_PROBLEM REQUIREMENTS_. Using the data below, repeat all of it precisely.

_INPUT DATA_.
Start of Block

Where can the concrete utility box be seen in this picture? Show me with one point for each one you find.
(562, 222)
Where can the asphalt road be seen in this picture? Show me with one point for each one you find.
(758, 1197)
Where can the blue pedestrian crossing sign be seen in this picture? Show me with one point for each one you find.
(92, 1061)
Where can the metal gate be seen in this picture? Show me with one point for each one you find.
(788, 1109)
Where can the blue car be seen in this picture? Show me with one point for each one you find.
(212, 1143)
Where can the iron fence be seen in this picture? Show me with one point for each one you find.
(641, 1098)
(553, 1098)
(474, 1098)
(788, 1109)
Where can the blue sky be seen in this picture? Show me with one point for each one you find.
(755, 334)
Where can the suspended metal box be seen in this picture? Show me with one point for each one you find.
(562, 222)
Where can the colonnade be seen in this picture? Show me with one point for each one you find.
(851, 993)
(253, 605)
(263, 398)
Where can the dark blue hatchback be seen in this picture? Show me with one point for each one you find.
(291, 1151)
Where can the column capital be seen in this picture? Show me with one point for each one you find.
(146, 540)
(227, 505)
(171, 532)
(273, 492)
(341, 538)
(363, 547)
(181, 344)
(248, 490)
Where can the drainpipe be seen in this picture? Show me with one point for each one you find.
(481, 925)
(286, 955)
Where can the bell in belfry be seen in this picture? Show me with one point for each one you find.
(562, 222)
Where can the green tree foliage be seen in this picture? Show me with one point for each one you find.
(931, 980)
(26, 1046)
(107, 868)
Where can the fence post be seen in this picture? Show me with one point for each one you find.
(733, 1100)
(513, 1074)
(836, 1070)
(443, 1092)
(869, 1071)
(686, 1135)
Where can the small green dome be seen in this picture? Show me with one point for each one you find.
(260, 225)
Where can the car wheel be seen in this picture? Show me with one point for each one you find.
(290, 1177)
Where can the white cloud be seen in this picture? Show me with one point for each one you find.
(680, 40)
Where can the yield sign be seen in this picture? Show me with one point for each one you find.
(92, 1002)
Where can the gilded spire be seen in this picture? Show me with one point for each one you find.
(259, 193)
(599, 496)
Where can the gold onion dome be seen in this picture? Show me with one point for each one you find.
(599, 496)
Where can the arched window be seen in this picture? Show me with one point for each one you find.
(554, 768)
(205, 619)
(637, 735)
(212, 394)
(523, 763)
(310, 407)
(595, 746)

End of Block

_ANSWER TO THIS EXERCISE_.
Where can the concrete utility box be seen in this picture? Show me with one point for each one you find.
(562, 222)
Where can the asphalt road be seen in this picture? Show me with one point for each one you find.
(758, 1197)
Where can the blue pedestrian crossing sign be seen in this picture? Show me with one point for each one you find.
(92, 1061)
Where can the metal gate be seen in this picture? Show me with one point for each one you find.
(788, 1109)
Where can the blue car be seen in this picture? Show me with one point for each one you find.
(212, 1143)
Where can the iron fence be seen in this picture? Show me with one point for each one you find.
(641, 1098)
(553, 1098)
(474, 1098)
(788, 1109)
Where can the blue sky be seen in this picture? Show me with one point for each one you find.
(755, 334)
Where can the suspended metal box be seen in this picture? Show me with one point for each one you find.
(562, 222)
Where can the colonnade be seen in this picture? Show me with one point for each one you find.
(851, 993)
(253, 605)
(263, 398)
Where can the dark blue hatchback be seen in this picture? Show me with one point for each one you find.
(291, 1151)
Where can the column capital be seen in this picture? Show me with one point for each one you find.
(146, 540)
(227, 505)
(171, 532)
(273, 492)
(341, 538)
(363, 547)
(181, 344)
(248, 490)
Where can the drainpipe be seen in this picture? Show me with one point for each one you find.
(481, 925)
(286, 955)
Where can the bell in belfry be seen in this picture? Show me with one point for each one you find.
(562, 222)
Where can the green tree foliage be seen in this picture? Show me with one point for each one you find.
(931, 980)
(26, 1046)
(107, 868)
Where can the fence post be seen in this picture? Show me with one point for each one you find.
(733, 1100)
(513, 1074)
(836, 1070)
(443, 1092)
(869, 1071)
(686, 1135)
Where can the small green dome be seen in this picture? Show me with one point for each one you find.
(260, 225)
Where can the car wheel be seen in this picture? Show me with one point for each one you find.
(290, 1177)
Where can the white cloud be seen in this picture? Show me with one point for each one you find.
(680, 40)
Where can the yield sign be seen in this picture? Show me with one point for each one you find.
(92, 1002)
Where can the gilded spire be seen in this picture? Show me with one point for each one you find.
(259, 193)
(599, 496)
Where can the gold onion dome be seen in this picture? Show me with one point for each one you find.
(599, 496)
Where can the arched window be seen in this picture? Show me with one point for each one you find.
(554, 768)
(205, 619)
(637, 735)
(212, 394)
(523, 763)
(310, 407)
(595, 746)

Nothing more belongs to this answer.